◆ **Exercise instructions**
Reproduce the full listing as it stands. Images do not belong in the copy.

START Task data

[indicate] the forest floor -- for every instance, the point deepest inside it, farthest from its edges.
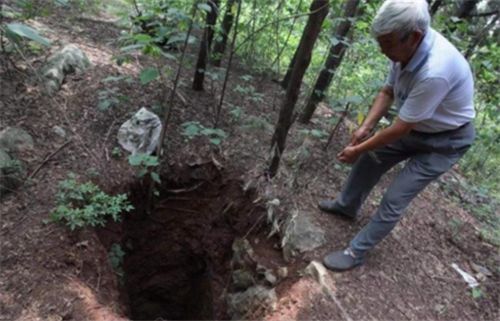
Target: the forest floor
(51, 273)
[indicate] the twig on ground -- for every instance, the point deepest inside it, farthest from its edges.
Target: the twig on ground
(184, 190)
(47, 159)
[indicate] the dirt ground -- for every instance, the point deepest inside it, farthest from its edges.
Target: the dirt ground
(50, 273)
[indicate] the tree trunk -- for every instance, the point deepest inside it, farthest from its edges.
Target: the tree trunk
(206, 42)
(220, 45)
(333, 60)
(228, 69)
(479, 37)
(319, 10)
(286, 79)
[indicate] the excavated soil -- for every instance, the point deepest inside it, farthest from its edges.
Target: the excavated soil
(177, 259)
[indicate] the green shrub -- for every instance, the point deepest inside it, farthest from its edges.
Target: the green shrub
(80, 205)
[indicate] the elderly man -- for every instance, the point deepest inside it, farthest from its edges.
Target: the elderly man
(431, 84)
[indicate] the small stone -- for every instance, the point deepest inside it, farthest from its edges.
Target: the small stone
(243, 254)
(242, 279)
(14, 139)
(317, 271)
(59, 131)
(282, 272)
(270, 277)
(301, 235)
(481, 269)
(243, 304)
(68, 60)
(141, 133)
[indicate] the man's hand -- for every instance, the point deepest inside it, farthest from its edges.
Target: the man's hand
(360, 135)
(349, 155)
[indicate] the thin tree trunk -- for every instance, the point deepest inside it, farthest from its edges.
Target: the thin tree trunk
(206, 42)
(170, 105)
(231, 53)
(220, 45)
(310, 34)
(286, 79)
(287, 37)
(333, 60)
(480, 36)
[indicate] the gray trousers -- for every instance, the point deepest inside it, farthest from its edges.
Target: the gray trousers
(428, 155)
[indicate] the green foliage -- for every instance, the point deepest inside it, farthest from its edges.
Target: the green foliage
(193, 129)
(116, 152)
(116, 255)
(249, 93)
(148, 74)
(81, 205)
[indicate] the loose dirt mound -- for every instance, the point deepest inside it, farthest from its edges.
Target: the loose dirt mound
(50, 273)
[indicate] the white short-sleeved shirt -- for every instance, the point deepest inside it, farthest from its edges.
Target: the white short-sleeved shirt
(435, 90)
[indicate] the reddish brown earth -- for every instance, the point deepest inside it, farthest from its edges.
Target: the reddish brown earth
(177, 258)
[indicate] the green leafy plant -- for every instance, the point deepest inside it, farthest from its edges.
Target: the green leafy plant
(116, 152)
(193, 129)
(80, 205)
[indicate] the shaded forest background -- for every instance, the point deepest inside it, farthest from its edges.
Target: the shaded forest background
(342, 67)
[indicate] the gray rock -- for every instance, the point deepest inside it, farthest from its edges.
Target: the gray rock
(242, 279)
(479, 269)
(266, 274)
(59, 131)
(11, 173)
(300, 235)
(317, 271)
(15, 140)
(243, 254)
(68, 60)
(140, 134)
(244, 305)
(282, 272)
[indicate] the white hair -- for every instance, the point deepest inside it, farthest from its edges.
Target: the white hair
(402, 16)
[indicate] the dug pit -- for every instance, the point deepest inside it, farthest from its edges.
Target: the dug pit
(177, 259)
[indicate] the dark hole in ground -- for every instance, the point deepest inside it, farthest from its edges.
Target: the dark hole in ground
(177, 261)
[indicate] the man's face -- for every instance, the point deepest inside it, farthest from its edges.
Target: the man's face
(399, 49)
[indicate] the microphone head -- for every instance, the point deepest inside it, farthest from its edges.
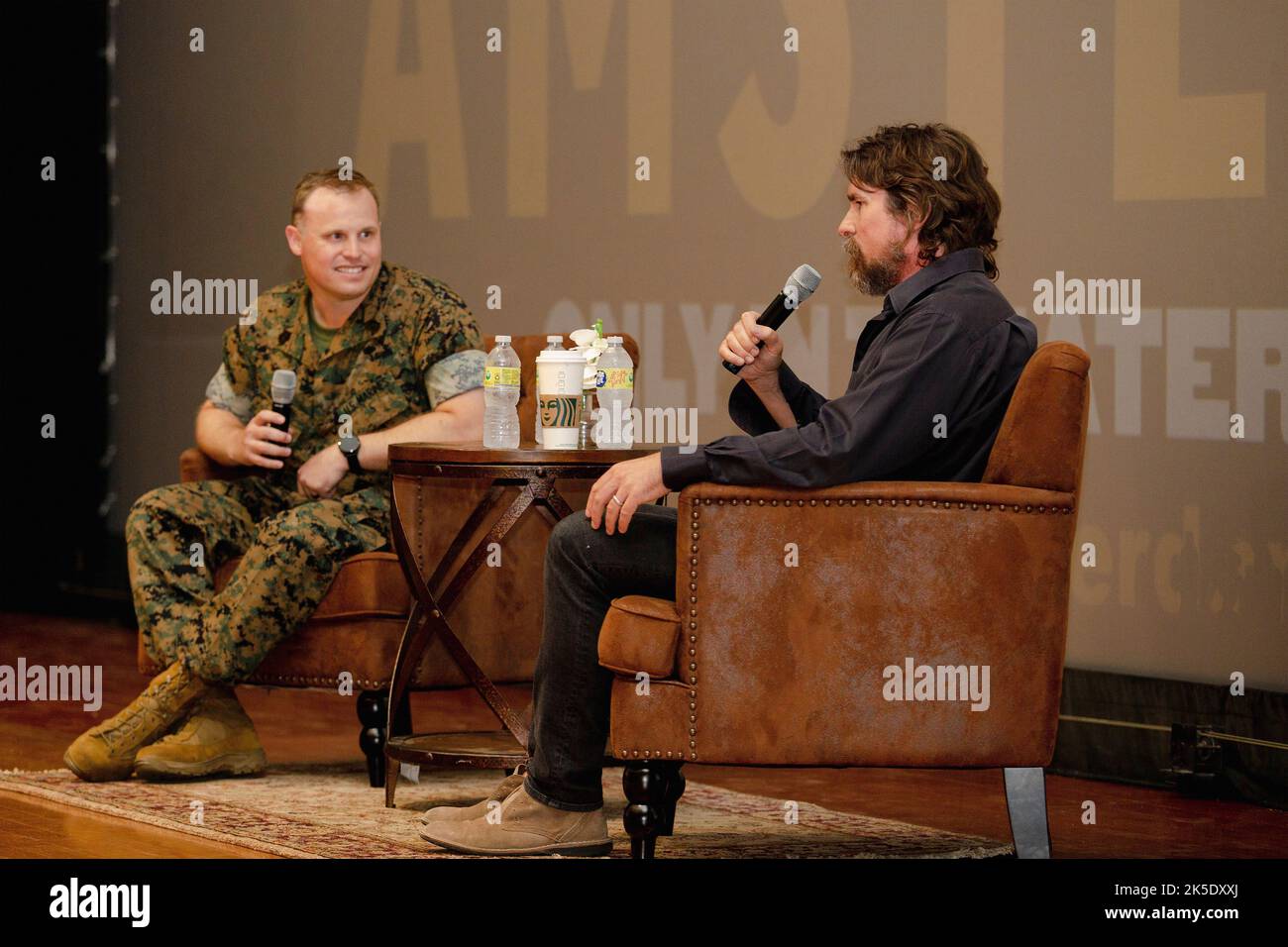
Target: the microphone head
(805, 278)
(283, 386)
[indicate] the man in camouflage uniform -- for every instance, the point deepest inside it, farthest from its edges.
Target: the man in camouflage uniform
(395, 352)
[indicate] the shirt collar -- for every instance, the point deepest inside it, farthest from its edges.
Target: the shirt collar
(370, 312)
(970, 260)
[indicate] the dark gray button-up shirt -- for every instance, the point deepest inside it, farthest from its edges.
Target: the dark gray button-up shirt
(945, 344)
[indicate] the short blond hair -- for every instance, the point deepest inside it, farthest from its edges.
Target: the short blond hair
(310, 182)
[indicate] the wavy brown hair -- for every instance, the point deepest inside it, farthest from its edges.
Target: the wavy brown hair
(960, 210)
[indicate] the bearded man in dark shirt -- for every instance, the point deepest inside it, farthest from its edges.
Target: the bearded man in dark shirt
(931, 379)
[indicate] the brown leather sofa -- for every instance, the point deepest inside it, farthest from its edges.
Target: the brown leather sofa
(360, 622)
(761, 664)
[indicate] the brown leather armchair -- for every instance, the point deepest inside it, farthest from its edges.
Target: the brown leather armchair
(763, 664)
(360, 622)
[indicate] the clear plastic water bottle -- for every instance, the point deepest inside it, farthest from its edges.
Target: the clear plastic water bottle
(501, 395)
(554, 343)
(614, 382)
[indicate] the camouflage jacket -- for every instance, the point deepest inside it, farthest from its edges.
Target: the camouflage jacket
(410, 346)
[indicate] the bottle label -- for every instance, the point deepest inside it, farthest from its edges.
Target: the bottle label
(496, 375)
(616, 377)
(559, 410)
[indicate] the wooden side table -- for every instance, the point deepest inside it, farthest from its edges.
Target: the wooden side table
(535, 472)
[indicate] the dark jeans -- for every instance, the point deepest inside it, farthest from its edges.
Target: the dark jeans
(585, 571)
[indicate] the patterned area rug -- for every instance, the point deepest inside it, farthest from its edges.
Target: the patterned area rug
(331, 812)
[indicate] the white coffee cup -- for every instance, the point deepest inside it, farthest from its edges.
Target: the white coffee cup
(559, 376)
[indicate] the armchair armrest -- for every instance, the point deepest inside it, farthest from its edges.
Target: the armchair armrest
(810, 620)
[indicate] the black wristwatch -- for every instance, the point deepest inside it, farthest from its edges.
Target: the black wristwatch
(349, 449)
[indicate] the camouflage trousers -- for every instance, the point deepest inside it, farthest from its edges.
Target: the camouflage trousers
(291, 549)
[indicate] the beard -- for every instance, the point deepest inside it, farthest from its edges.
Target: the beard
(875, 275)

END Task data

◆ **Solution to this task**
[indicate] the forest floor -- for every instance, the point deepest inside it, farthest from its edges.
Target: the forest floor
(51, 273)
[indicate] the twig on ground -- for every instance, the point deepest inside it, farthest from its edges.
Target: the twig on ground
(184, 190)
(47, 159)
[indicate] the dirt ground -- for every instance, the point deepest inside it, farthest from its edges.
Target: the dirt ground
(50, 273)
[indicate] the tree trunk -- for every instance, the point deepest inside it, farthest from its edges.
Target: the tree trunk
(206, 42)
(220, 45)
(333, 60)
(228, 69)
(479, 37)
(319, 10)
(286, 79)
[indicate] the excavated soil -- for every instance, the point deepest inside it, farthest from its edges.
Target: the excavated soil
(177, 259)
[indicate] the green shrub -- for every instance, the point deepest inside it, farthest from its edges.
Target: the green shrub
(80, 205)
[indicate] the elderly man -- for every instance, the point deepest inside it, farthest from its edges.
Target: the elderly man
(431, 84)
[indicate] the small stone -- for every instance, the point deepest inside it, farthest from its edges.
Target: the small stone
(243, 254)
(242, 279)
(14, 139)
(317, 271)
(59, 131)
(282, 272)
(270, 277)
(301, 235)
(481, 269)
(243, 304)
(68, 60)
(141, 133)
[indicate] the man's hand -- for every instance, the point deepest inside it, farthest from its edges.
Target: the man's hand
(360, 135)
(349, 155)
[indicate] the thin tree trunk -- for every instance, the point deepest inside it, farthest from its edges.
Target: the thin tree trunk
(206, 42)
(170, 105)
(231, 53)
(220, 45)
(310, 34)
(286, 79)
(287, 37)
(333, 60)
(480, 36)
[indicate] the gray trousers -- for every instance, the point deepest inside it, farthest from its edges.
Target: the gray trousers
(428, 155)
[indicate] the green foliage -- for every instance, the point deepest inside it, farthest from its edges.
Target: the green foliage
(193, 129)
(116, 152)
(116, 255)
(249, 93)
(148, 74)
(81, 205)
[indicate] the loose dirt mound -- for every instance, the point deepest inside it, farthest from its edges.
Target: the loose dirt mound
(50, 273)
[indicate] the white short-sleeved shirt -- for every instance, the point deepest inside it, farthest from its edges.
Target: the white short-sleeved shirt
(435, 90)
[indicate] the reddish brown earth -- for every instance, the point deepest inside it, farthest from its edges.
Target: the reddish brown earth
(177, 258)
[indicate] the green leafy plant -- for every instance, the point deepest inside it, farthest from its edges.
Target: the green leafy plant
(116, 152)
(193, 129)
(80, 205)
[indicate] the shaded forest background -- for every instance, the point deepest inside it, farthest from its edges.
Target: the shaded forest background
(342, 67)
[indicate] the gray rock -- for every instance, the point deepest inside it, farthest from its edges.
Target: the gray rock
(242, 279)
(479, 269)
(266, 274)
(59, 131)
(11, 173)
(300, 235)
(317, 271)
(15, 140)
(243, 254)
(68, 60)
(140, 134)
(244, 305)
(282, 272)
[indicate] the white hair -- for every instance, the point deepest inside it, farthest from its edges.
Target: the white hair
(402, 16)
[indicate] the dug pit -- for every instance, the point deepest inside it, farthest from its edges.
Target: the dug pit
(177, 259)
[indicate] the dark hole in ground -- for every instance, the point deepest inside it, farthest from its edges.
Target: the dark hole in ground
(177, 261)
[indicate] the man's face -- for every instance, the point deepest inside it, farthest from its edges.
Target: the man's face
(399, 49)
[indicate] the microphone head -- for every instance, the point deepest inside it, farthest from its edges.
Target: the microphone head
(805, 278)
(283, 386)
[indicate] the man in camouflage uniform -- for every instance, the point deepest inside it, farthest from its edges.
Target: the man in camouflage uniform
(395, 352)
[indicate] the shirt collar -- for every instance, the point deepest inside it, farthest from its edges.
Target: the shirt collar
(370, 312)
(970, 260)
[indicate] the dark gray button-up shirt -- for every instance, the point deepest inside it, farthest from its edges.
Target: the dark gray button-up shirt
(945, 344)
[indicate] the short blond hair -- for every instance, the point deepest inside it, farthest from its edges.
Target: the short blond hair
(310, 182)
[indicate] the wavy brown hair -- for every instance, the point deepest inside it, farthest from its edges.
Target: the wavy brown hair
(960, 210)
[indicate] the bearded man in dark shirt -- for every instance, the point deepest inside it, farthest from its edges.
Target: the bearded man in dark shirt
(931, 379)
[indicate] the brown leather sofa -- for every instance, the point deepest inside it, farthest from its edges.
Target: the brown leather sofa
(360, 622)
(761, 664)
[indicate] the brown leather armchair -- for every instance, the point deepest inside it, farthest from its edges.
Target: the brown leather armchair
(763, 664)
(360, 622)
[indicate] the clear plastic water bottle -- for every instance, the point deepest inside it, farthest from its edges.
Target: the clear plastic water bottle
(501, 395)
(554, 343)
(614, 382)
[indicate] the camouflage jacket -- for every instance, the point deepest inside it, farthest from its edges.
Target: the camouflage jacket
(410, 346)
[indicate] the bottle label -- for every instance, the point deepest inside it, farthest from its edges.
Target: the bottle label
(496, 375)
(616, 377)
(559, 410)
[indicate] the wooden side table -- for every instance, the point deepest inside it, farthest from its edges.
Target: the wooden side table
(535, 472)
[indicate] the dark jeans -- for every instance, the point deepest inside it, farthest from its edges.
Target: the dark jeans
(585, 571)
[indicate] the patterned area rug -- for every instance, the point deepest inside it, farthest from its edges.
Target: the patterned area rug
(331, 812)
[indicate] the white coffee cup -- for every instance, the point deepest inside it, farthest from its edges.
Target: the white coffee cup
(559, 376)
[indicate] the armchair armrest -- for every instance, the point deepest inside it, farthest from its edges.
Target: the armchair armrest
(810, 620)
[indicate] the black wristwatch -- for every instance, the point deepest inside it, farthest from its edges.
Target: the black wristwatch
(349, 449)
[indicate] the camouflage trousers -- for every instance, the point deepest inside it, farthest from its edges.
Target: the camouflage trousers
(291, 549)
[indicate] the beard -- for every instance, the point deepest inside it, farthest from its edges.
Target: the beard
(875, 275)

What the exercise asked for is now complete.